▶ GIVEN EXERCISE 1
Collect every row below that contains the string "white", and copy each such row in full.

▶ DOCUMENT PASSAGE
++++++++++++++++++++

Boris Smus

interaction engineering

Horsing around with invention.cards

This is the first in a series of vignettes based on observations I captured while creating invention.cards, a visual chronology of science and discovery. In this series I hope to explore bits of the history of science and technology I found fascinating ("that's funny...") while reading and digesting Asimov's chronology and also examine the limitations of source material. First, let's take a really thin slice of human ingenuity: horse-related inventions and discoveries.

The Cyborg Horse

Horses according to invention.cards

The horse, first domesticated a 3500-2000 BCE was initially only used to drive chariots. With the invention of saddles and metal stirrups in 300 CE, riders could mount the horse, enabling mounted archers as a new form of warfare. As they grew in strength and size, horses were incorporated in agriculture. By 770, horseshoes were coming into common use in Europe. Despite this, horses were still weak pullers compared to other beasts of burden. By 900 however, a brilliant observer found that horse anatomy was different from the ox and devised the horse collar. This let horses pull by their shoulders instead of their trachea, increasing their effective strength by an order of magnitude. This marked a shift in global power from the Mediterranean to Northern Europe.

++++++++++++++++++++

▶ SUPPLIED RECORDS
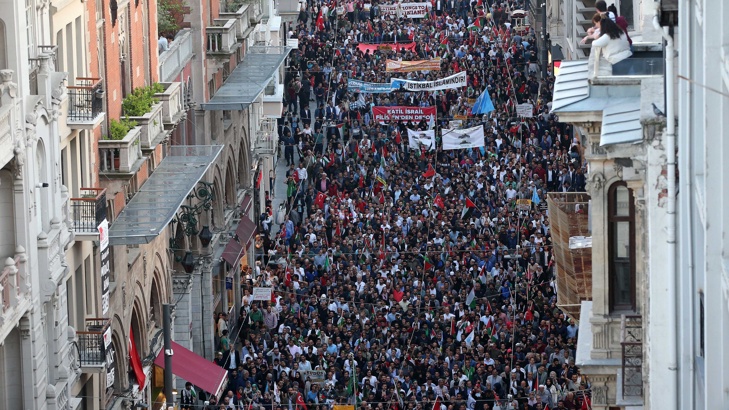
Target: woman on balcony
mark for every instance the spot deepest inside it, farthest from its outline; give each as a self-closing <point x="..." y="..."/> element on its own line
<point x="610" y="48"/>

++++++++++++++++++++

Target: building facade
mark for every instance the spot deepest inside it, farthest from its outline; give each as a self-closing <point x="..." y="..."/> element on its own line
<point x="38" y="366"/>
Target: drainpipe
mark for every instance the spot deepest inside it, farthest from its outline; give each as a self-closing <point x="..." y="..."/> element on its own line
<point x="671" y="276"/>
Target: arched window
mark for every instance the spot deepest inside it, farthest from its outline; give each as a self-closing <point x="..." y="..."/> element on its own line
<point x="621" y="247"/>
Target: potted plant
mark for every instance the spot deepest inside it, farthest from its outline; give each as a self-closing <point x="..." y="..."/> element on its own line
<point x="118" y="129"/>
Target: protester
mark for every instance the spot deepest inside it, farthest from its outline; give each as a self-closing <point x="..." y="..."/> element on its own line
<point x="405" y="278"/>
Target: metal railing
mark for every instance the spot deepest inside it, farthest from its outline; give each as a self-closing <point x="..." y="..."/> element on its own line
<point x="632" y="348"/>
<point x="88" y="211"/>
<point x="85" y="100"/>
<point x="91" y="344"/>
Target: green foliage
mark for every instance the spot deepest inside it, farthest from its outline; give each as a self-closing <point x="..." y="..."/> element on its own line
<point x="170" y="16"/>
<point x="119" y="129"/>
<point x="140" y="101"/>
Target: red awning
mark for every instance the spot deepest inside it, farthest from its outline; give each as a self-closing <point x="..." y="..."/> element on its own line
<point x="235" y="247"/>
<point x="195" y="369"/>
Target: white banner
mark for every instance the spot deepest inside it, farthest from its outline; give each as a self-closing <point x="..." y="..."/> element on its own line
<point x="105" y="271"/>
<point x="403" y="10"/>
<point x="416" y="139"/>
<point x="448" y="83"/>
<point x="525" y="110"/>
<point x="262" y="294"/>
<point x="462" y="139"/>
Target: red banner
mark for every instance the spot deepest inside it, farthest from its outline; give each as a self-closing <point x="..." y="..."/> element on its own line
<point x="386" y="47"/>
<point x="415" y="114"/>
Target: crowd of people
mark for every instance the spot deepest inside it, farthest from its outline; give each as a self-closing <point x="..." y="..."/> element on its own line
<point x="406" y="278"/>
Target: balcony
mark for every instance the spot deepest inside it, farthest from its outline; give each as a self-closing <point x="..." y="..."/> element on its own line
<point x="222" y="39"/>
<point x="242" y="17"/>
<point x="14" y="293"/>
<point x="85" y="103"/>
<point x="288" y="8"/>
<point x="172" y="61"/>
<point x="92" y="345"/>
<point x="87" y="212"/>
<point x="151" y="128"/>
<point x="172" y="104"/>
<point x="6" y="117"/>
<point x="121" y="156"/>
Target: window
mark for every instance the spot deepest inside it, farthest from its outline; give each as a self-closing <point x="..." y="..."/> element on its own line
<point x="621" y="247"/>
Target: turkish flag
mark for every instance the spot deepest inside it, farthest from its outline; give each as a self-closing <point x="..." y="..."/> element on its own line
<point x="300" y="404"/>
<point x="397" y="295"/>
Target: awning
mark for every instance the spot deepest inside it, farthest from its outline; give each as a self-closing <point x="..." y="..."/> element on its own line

++++++++++++++++++++

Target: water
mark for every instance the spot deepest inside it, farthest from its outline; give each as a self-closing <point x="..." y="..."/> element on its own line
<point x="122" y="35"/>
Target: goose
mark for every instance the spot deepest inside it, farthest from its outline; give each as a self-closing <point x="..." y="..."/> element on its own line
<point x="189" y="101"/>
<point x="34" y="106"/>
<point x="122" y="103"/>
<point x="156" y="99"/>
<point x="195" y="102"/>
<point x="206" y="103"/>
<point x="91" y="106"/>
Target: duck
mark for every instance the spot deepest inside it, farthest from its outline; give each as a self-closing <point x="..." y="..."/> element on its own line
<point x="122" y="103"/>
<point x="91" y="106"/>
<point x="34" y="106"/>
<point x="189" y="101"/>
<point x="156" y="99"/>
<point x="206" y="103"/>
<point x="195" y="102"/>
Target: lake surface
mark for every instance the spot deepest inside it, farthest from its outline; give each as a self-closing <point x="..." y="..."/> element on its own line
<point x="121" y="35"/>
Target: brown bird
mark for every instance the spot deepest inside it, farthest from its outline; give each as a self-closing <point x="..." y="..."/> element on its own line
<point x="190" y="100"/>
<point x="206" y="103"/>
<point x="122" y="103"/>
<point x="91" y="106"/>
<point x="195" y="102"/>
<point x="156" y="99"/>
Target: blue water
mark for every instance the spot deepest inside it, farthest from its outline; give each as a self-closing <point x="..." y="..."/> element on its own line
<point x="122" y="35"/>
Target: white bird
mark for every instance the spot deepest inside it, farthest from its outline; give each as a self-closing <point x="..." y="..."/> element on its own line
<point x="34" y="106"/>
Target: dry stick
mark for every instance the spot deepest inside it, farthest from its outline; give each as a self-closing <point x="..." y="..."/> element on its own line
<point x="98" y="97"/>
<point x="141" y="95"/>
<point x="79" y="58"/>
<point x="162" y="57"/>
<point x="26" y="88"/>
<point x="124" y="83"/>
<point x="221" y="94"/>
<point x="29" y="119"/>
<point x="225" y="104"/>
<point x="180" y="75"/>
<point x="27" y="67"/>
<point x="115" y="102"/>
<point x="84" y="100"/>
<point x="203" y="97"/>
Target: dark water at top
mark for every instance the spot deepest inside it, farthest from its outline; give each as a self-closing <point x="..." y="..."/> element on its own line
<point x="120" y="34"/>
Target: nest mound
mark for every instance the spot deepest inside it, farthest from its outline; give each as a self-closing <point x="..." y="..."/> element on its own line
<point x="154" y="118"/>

++++++++++++++++++++

▶ GIVEN EXERCISE 2
Answer these questions using the post on horse-related inventions above:
(a) How does the post describe invention.cards?
(b) By what year were horseshoes coming into common use in Europe?
(c) By how much did the horse collar increase a horse's effective strength?

▶ EXERCISE SOLUTION 1
Target: white banner
Target: white bird

▶ EXERCISE SOLUTION 2
(a) A visual chronology of science and discovery.
(b) By 770.
(c) By an order of magnitude.